--- Start Selected extract ---

Science Tells Us Fearful Eco-Doom Deadlines are Not Scientific
Is humanity on the verge of being wiped out?
Pop voices and countless Hollywood celebrities have warned that unless drastic action is taken at once, we face irrevocable global catastrophe. They are not alone.
- Al Gore warned we have just ten years until the point of no return. He said this in early 2006.
- CBS News reported the United Nations Intergovernmental Panel on Climate Change warned in 2021 that we only have eight years to prevent catastrophic environmental events.
- The World Economic Forum explained that same year that humanity’s catastrophe window – the ominous point of no return – sits between 2027 and 2042.
- In 2019, the United Nations stated that speakers at one of their “high-level meetings” warned “only 11 years left to prevent irreversible damage from climate change.” “We are the last generation that can prevent irreparable damage to our planet,” General Assembly President María Fernanda Espinosa Garcés of Ecuador warned.
Numerous climate clocks mark the start of the earth’s end just a few short years from today, like this one in New York City. Intriguingly, under the science sections of their website, creators of these eco-doomsday clocks have recently placed “gender parity” as an essential “new lifeline” against impending doom. How is that science?
“Climate anxiety” has reached such a fevered pitch among young people across the globe that the Lancet issued a special “call to action” a few years back to help with the problem. And this fear is having a tangible impact on the future of humanity itself. More recently, Lancet reports four in 10 young people globally confess being hesitant to have children due to climate anxiety.

--- End Selected extract ---
--- Start Stored rows ---

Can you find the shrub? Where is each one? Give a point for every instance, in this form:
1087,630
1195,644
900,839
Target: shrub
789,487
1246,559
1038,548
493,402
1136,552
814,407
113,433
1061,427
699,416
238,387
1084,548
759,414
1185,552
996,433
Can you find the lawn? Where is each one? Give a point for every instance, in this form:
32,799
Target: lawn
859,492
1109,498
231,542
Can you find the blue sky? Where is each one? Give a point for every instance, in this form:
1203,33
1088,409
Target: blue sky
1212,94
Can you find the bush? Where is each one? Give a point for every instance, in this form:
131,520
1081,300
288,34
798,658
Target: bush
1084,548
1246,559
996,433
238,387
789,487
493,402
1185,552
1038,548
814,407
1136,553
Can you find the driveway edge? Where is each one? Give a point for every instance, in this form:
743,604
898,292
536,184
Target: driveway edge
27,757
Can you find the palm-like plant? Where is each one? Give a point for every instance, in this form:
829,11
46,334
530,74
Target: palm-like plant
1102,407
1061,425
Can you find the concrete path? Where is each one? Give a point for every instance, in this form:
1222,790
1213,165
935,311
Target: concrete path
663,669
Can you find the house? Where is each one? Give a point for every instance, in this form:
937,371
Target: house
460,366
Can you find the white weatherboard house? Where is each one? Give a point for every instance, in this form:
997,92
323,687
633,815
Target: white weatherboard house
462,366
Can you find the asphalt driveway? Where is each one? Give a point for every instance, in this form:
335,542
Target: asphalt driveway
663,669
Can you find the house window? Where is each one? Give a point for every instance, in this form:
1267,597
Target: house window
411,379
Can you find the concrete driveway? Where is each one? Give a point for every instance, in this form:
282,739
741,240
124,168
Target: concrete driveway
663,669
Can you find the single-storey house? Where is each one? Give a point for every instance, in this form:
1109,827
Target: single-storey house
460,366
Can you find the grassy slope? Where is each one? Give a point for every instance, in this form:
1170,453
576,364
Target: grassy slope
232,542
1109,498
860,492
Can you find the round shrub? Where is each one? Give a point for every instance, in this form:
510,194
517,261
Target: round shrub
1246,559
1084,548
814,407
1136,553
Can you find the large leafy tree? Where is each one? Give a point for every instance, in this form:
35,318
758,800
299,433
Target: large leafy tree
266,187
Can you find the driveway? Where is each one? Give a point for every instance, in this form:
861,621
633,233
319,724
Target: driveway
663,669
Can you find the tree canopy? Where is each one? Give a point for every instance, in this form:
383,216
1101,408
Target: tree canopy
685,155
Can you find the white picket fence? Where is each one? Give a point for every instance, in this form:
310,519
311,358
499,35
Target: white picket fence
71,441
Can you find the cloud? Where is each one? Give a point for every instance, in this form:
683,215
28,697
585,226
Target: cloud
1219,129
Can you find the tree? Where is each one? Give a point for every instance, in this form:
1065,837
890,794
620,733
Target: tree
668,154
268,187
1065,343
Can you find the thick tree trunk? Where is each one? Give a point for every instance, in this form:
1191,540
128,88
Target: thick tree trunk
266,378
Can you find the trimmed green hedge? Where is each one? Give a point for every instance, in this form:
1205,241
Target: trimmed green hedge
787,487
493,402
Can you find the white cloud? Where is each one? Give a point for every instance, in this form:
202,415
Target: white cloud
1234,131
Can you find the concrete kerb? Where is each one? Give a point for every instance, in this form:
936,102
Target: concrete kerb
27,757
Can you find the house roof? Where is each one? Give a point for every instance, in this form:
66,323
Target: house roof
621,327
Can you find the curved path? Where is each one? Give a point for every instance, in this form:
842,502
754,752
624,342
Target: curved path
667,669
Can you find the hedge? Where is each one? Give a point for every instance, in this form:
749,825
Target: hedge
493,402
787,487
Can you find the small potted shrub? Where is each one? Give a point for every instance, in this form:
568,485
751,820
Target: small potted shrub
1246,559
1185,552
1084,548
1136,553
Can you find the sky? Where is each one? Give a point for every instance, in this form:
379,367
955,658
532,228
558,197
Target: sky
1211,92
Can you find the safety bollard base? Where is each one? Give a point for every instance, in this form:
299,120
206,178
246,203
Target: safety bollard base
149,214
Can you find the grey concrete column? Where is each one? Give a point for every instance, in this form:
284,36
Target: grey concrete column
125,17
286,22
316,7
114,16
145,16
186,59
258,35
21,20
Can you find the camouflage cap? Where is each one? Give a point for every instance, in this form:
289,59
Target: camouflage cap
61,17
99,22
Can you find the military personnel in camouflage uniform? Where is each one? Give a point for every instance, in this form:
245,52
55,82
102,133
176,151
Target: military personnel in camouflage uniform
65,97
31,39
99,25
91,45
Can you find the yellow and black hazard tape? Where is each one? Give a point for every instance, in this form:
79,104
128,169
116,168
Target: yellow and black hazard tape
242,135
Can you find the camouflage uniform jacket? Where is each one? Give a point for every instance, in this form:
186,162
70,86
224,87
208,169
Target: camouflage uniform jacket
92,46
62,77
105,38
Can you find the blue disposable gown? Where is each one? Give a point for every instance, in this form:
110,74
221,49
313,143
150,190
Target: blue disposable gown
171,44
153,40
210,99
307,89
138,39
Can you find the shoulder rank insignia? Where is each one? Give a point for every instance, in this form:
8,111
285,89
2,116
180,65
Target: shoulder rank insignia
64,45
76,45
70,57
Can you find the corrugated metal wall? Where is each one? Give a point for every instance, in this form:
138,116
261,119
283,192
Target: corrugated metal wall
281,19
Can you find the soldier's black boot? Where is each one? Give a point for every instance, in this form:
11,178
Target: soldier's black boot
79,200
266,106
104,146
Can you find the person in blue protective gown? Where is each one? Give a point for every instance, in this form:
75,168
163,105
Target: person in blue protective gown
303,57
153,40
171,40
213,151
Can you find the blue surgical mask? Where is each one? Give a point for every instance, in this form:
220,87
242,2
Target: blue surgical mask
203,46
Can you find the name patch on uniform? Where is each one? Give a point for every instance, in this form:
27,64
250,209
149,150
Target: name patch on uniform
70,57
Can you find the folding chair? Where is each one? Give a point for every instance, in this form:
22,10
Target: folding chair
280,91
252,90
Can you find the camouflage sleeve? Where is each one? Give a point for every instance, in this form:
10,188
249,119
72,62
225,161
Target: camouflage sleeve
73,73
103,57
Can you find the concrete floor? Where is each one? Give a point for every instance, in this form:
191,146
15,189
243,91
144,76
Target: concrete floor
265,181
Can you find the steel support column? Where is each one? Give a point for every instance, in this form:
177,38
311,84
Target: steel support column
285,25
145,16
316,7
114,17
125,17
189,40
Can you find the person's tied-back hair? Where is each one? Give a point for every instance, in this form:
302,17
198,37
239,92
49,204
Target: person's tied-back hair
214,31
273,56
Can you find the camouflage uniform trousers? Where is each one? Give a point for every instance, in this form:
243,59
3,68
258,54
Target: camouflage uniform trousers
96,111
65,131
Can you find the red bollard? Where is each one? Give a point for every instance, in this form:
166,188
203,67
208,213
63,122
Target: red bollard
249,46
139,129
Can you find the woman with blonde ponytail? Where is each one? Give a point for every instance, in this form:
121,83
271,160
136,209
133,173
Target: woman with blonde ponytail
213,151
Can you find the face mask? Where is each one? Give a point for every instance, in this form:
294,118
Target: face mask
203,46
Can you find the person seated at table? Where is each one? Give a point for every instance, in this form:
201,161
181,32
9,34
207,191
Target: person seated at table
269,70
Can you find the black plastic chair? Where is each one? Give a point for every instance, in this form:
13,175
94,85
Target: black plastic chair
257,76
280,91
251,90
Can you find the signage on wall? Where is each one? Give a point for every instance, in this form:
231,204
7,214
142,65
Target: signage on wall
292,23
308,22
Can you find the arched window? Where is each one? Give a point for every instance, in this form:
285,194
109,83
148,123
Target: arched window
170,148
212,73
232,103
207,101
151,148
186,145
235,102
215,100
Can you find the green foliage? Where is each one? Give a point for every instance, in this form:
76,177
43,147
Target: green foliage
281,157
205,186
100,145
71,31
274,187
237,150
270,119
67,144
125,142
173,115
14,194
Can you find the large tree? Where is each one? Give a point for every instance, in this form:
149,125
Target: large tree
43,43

--- End Stored rows ---

# Exercises
(1) Answer these questions from the article on eco-doom deadlines:
(a) When did Al Gore warn that only ten years remained until the point of no return?
(b) Between which two years does the World Economic Forum place humanity's catastrophe window?
(c) According to the Lancet, how many young people globally are hesitant to have children because of climate anxiety?
(2) Carry on the article on eco-doom deadlines from the point where it stops.

# Solved tasks
(1)
(a) Early 2006.
(b) Between 2027 and 2042.
(c) Four in 10.

(2)
But none of these doom predictions are based on actual science. Their foundation is ideological hysteria.
The most sophisticated examination of science’s ability to determine the earth’s eco-doom point-of-no-return was published in 2020 in the journal Nature Ecology and Evolution. This powerhouse study drew from 36 meta-analyses, involving more than 4,600 individual studies spanning the last 45 years and were examined by nine ecologists working from universities in Germany, France, Ireland, and Finland. The study’s conclusion is that empirical data simply do not permit the determination of any kind of environmental dooms date, or “threshold” as scientists call them.
These scholars state frankly: “We lack systematic quantitative evidence as to whether empirical data allow definition of such thresholds” and “our results thus question the pervasive presence of threshold concepts” found in environmental politics today.
A more recent 2022 study published in the Annual Review of Environment and Resources explains that “much of the controversy surrounding thresholds concerns their actual existence in nature” adding “any proposed threshold values are often contentious and of questionable utility due to” the complex adaptability of the biosphere and the profound difficulty of measuring such things successfully on a global scale. Given this fact, this newer report explains, “Despite great interest in ecological thresholds from a scientific and policy perspective, we are still a long way off from understanding their prevalence and predictability in the real world.”
Fear mongering about a ticking dooms day eco-clock is simply dogma. Tell your kids to rest easy and don’t fear having more.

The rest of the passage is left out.